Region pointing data
-- Opening Marker --

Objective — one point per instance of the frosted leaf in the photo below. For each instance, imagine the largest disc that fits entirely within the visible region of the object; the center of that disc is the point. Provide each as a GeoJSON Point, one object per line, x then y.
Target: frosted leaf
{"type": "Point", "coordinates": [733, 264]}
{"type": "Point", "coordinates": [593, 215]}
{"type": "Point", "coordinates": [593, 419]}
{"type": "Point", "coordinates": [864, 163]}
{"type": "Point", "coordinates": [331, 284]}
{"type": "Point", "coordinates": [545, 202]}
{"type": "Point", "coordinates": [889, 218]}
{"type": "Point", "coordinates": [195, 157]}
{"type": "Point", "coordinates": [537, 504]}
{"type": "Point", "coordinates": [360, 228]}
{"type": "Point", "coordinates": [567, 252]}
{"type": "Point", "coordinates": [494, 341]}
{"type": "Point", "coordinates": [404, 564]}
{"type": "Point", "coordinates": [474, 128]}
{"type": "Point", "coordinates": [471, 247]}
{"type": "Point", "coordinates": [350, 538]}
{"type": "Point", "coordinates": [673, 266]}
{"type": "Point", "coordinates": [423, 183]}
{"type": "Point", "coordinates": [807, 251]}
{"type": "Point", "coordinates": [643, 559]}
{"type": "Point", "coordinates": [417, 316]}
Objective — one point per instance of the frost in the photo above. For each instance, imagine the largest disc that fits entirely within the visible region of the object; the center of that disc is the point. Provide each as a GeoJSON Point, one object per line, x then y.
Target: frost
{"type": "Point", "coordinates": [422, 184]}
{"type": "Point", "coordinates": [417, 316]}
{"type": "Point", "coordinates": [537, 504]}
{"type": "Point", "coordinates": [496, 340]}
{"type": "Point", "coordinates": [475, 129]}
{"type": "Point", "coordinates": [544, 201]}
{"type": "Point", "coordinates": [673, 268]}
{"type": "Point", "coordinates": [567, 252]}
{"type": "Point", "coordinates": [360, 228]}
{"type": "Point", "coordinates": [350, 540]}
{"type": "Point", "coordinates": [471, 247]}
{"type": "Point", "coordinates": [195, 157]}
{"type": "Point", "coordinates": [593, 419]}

-- Closing Marker --

What to produce: The output should be a character-exact copy of all entries.

Response box:
Objective — one point per instance of the frosted leaf in the photo below. For each instance, imagine the largest disc that fits entirely within the visible region of the object; the center of that disc is the point. Provide each as a GeoJSON Point, one object per line, x then y.
Target: frosted leaf
{"type": "Point", "coordinates": [733, 264]}
{"type": "Point", "coordinates": [593, 215]}
{"type": "Point", "coordinates": [593, 419]}
{"type": "Point", "coordinates": [864, 163]}
{"type": "Point", "coordinates": [331, 284]}
{"type": "Point", "coordinates": [545, 202]}
{"type": "Point", "coordinates": [889, 218]}
{"type": "Point", "coordinates": [195, 157]}
{"type": "Point", "coordinates": [537, 504]}
{"type": "Point", "coordinates": [360, 228]}
{"type": "Point", "coordinates": [567, 252]}
{"type": "Point", "coordinates": [494, 341]}
{"type": "Point", "coordinates": [404, 564]}
{"type": "Point", "coordinates": [474, 128]}
{"type": "Point", "coordinates": [471, 247]}
{"type": "Point", "coordinates": [350, 538]}
{"type": "Point", "coordinates": [673, 266]}
{"type": "Point", "coordinates": [423, 183]}
{"type": "Point", "coordinates": [807, 251]}
{"type": "Point", "coordinates": [643, 559]}
{"type": "Point", "coordinates": [417, 316]}
Objective — one point per instance of the frost in the photo above. For each instance, imagine the largest disc that fits entirely within the visible region of the object; the center of that disc is the point. Provide each as a GeoJSON Point, one object per line, x then y.
Target: frost
{"type": "Point", "coordinates": [422, 184]}
{"type": "Point", "coordinates": [417, 316]}
{"type": "Point", "coordinates": [537, 504]}
{"type": "Point", "coordinates": [496, 340]}
{"type": "Point", "coordinates": [475, 129]}
{"type": "Point", "coordinates": [544, 201]}
{"type": "Point", "coordinates": [673, 268]}
{"type": "Point", "coordinates": [567, 252]}
{"type": "Point", "coordinates": [360, 228]}
{"type": "Point", "coordinates": [350, 540]}
{"type": "Point", "coordinates": [471, 247]}
{"type": "Point", "coordinates": [195, 157]}
{"type": "Point", "coordinates": [593, 419]}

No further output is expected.